EXERCISE BRIEF ▸
Please give again every entry exactly as it appears, setting aside the pictures.

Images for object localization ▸
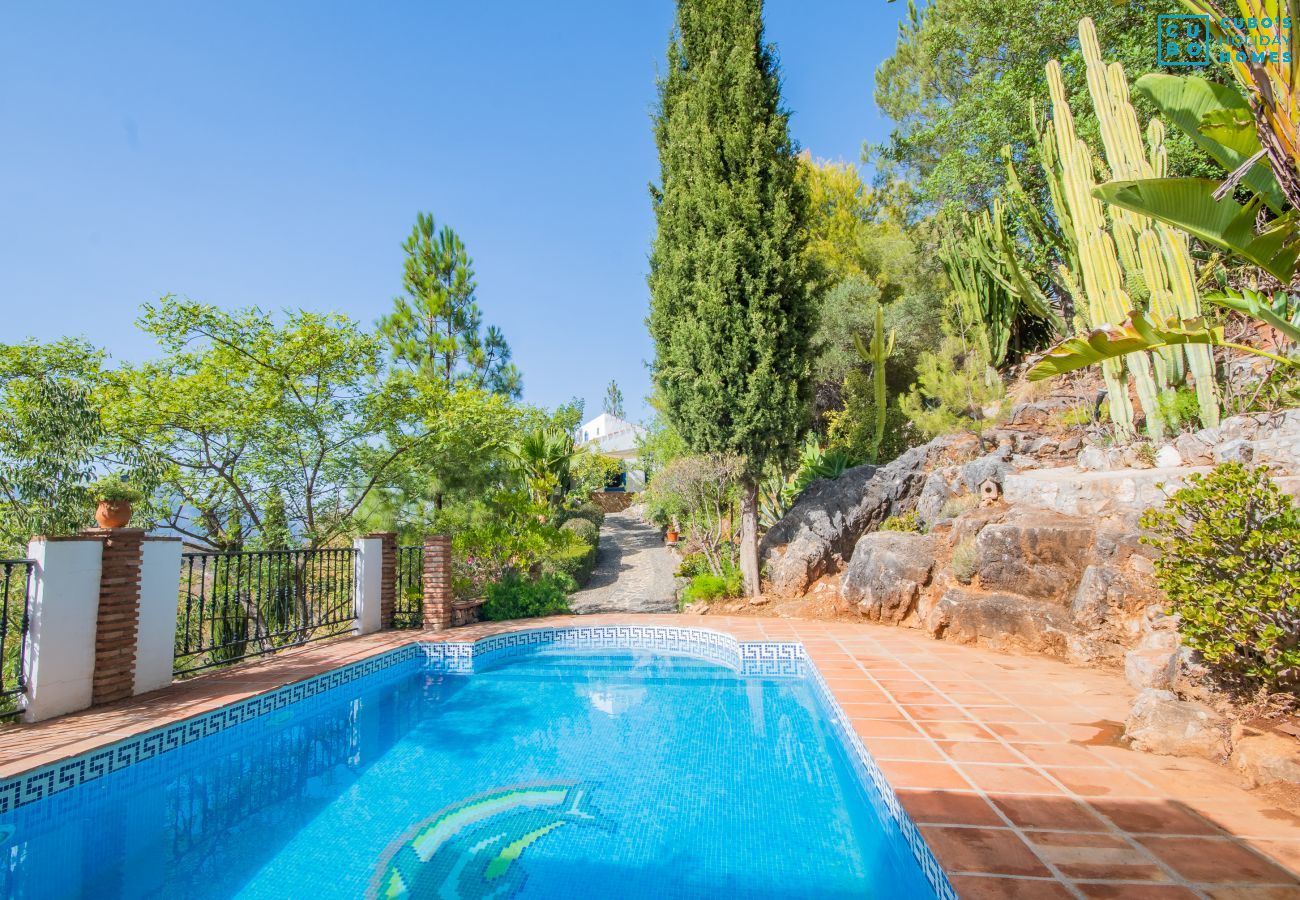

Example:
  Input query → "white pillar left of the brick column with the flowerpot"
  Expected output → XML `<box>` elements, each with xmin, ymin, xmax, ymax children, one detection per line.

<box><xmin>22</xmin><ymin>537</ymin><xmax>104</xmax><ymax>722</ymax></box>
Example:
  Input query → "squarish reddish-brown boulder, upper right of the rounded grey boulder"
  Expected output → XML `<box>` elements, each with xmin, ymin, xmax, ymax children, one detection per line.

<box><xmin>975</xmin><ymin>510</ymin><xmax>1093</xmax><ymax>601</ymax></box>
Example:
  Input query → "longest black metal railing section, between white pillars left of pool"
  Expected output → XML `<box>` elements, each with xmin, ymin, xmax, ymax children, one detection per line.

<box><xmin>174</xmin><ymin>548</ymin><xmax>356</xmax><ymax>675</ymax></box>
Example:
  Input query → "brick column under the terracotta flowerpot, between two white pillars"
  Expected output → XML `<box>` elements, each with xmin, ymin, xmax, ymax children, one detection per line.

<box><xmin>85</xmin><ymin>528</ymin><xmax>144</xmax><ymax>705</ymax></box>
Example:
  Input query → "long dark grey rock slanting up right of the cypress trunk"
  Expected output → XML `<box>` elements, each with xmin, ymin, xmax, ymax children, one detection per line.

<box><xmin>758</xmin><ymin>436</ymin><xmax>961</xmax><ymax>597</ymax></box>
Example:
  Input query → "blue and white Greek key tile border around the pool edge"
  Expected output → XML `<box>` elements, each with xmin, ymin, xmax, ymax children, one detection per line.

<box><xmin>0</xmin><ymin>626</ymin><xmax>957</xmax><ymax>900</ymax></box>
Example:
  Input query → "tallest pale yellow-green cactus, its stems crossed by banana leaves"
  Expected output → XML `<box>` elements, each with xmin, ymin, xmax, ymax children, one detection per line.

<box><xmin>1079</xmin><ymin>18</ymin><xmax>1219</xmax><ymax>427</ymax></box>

TASK RESPONSE ▸
Example:
  Input query → "white pillar left of the brick column with the flowerpot"
  Expected output → XML `<box>` elements, each with xmin, ymin, xmax, ymax children, one detection per line.

<box><xmin>22</xmin><ymin>537</ymin><xmax>104</xmax><ymax>722</ymax></box>
Example:
  Input query → "squarish reddish-brown boulder, upper right of the rounded grey boulder"
  Expected output → XML `<box>` elements, each with xmin, ymin, xmax, ymax children, one detection per line.

<box><xmin>975</xmin><ymin>510</ymin><xmax>1093</xmax><ymax>601</ymax></box>
Example:
  Input query → "longest black metal railing section, between white pillars left of pool"
  Expected output → XML `<box>` elements, each with xmin, ymin, xmax, ymax children, one detection per line.

<box><xmin>174</xmin><ymin>548</ymin><xmax>356</xmax><ymax>675</ymax></box>
Example:
  Input query → "brick column under the terracotta flowerpot, between two white pillars"
  Expected output → XML `<box>` elements, each with xmin, ymin, xmax, ymax children, one detection per line.

<box><xmin>85</xmin><ymin>528</ymin><xmax>144</xmax><ymax>705</ymax></box>
Example:
  Input query → "long dark grey rock slanting up right of the cypress trunk"
  Expected output → XML `<box>` elements, each with xmin, ymin, xmax, ymax children, one detection per line.

<box><xmin>758</xmin><ymin>436</ymin><xmax>961</xmax><ymax>597</ymax></box>
Example:
  Input query → "blue and white Greek key tile border around the pool edge"
  Expected output → XML `<box>` elements, each with xmin, ymin, xmax, ymax children, one detection per line.

<box><xmin>0</xmin><ymin>626</ymin><xmax>957</xmax><ymax>900</ymax></box>
Example:
  Input query → "tallest pale yellow-green cactus, its stems crossed by banana leaves"
  Expected output → XML `<box>` elements, each with xmin, ymin, xmax, ymax children, one detection per line.

<box><xmin>1079</xmin><ymin>18</ymin><xmax>1219</xmax><ymax>427</ymax></box>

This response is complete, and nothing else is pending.